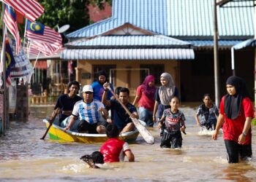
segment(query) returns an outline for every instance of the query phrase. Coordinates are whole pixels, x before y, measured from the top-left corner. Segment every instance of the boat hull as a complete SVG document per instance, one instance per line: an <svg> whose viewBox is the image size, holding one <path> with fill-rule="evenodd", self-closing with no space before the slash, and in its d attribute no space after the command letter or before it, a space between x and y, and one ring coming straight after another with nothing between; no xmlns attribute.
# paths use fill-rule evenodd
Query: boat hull
<svg viewBox="0 0 256 182"><path fill-rule="evenodd" d="M46 127L50 125L47 119L43 122L46 124ZM80 142L85 143L103 143L106 141L108 138L105 134L88 134L80 133L71 131L64 131L64 128L53 124L48 131L50 139L56 140L59 142ZM127 141L128 143L135 142L138 138L139 132L138 130L123 133L119 136L119 139Z"/></svg>

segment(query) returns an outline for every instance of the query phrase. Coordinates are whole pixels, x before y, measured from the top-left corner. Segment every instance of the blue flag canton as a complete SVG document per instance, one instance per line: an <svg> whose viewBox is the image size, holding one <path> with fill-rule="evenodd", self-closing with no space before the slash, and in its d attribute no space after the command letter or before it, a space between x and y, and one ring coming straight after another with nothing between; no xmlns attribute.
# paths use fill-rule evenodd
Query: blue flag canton
<svg viewBox="0 0 256 182"><path fill-rule="evenodd" d="M28 20L26 29L37 34L43 35L45 25L37 22L31 22Z"/></svg>
<svg viewBox="0 0 256 182"><path fill-rule="evenodd" d="M8 14L12 17L15 21L16 21L16 14L14 9L10 6L6 6L5 8L7 9Z"/></svg>
<svg viewBox="0 0 256 182"><path fill-rule="evenodd" d="M15 64L15 60L13 57L12 48L10 46L9 41L5 42L5 67L6 67L6 76L8 77L11 73L11 67Z"/></svg>

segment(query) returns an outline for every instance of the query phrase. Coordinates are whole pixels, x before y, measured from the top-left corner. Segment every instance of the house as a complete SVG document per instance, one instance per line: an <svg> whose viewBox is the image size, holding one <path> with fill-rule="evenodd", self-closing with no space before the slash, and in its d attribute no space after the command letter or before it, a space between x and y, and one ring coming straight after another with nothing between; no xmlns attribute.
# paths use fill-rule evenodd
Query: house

# # # # # # #

## Exercise prompt
Render every line of the entries above as a JSON list of strings, one string per line, omitting blank lines and the pictures.

## Result of this task
[
  "segment(query) returns an outline for every instance of the query phrase. Coordinates are whole pixels, x before y, measured from the top-left corner. Segment every instance of the boat hull as a complete SVG document per instance, one instance per line: an <svg> whose viewBox is the image size, holding one <path> with fill-rule=\"evenodd\", self-closing with no space before the slash, and in its d attribute no space after the command letter or before it, a space between x and y, and one ring coming straight after another with nothing between; no xmlns attribute.",
  "# paths use fill-rule evenodd",
  "Query: boat hull",
  "<svg viewBox=\"0 0 256 182\"><path fill-rule=\"evenodd\" d=\"M46 127L50 125L47 119L43 122L46 124ZM80 142L85 143L103 143L106 141L108 138L105 134L88 134L80 133L71 131L64 131L64 128L53 124L48 131L50 139L56 140L59 142ZM127 141L128 143L135 142L138 138L139 132L138 130L123 133L119 136L119 139Z\"/></svg>",
  "segment(query) returns an outline for every instance of the query phrase. Coordinates are whole pixels, x before y, measured from the top-left corner. Segment every instance of the blue flag canton as a complete SVG document per instance, one instance per line: an <svg> whose viewBox is the image size, holding one <path> with fill-rule=\"evenodd\", self-closing with no space before the slash, and in its d attribute no space after the command letter or before it, a space between x and y, and one ring coming straight after another with nothing between; no xmlns attribute.",
  "# paths use fill-rule evenodd",
  "Query: blue flag canton",
  "<svg viewBox=\"0 0 256 182\"><path fill-rule=\"evenodd\" d=\"M28 20L26 29L37 34L43 35L45 25L37 22L31 22Z\"/></svg>",
  "<svg viewBox=\"0 0 256 182\"><path fill-rule=\"evenodd\" d=\"M8 14L12 17L15 21L16 21L16 14L14 9L10 6L6 6L5 8L7 9Z\"/></svg>",
  "<svg viewBox=\"0 0 256 182\"><path fill-rule=\"evenodd\" d=\"M15 64L15 60L13 57L12 48L10 46L9 41L5 42L5 67L6 67L6 76L8 77L11 73L11 67Z\"/></svg>",
  "segment(query) returns an outline for every instance of the query phrase. Coordinates are whole pixels, x before y, measured from the top-left corner. Segment every instance of the house as a complete SVG document per instance, one instance per line: an <svg> whose viewBox is the image size, holding one <path> with fill-rule=\"evenodd\", self-closing with no space before the slash, and in its d attribute no space after the command letter or before it, a space between x and y, and one ring coming straight after another with nothing between; no xmlns attribute.",
  "# paths use fill-rule evenodd",
  "Query: house"
]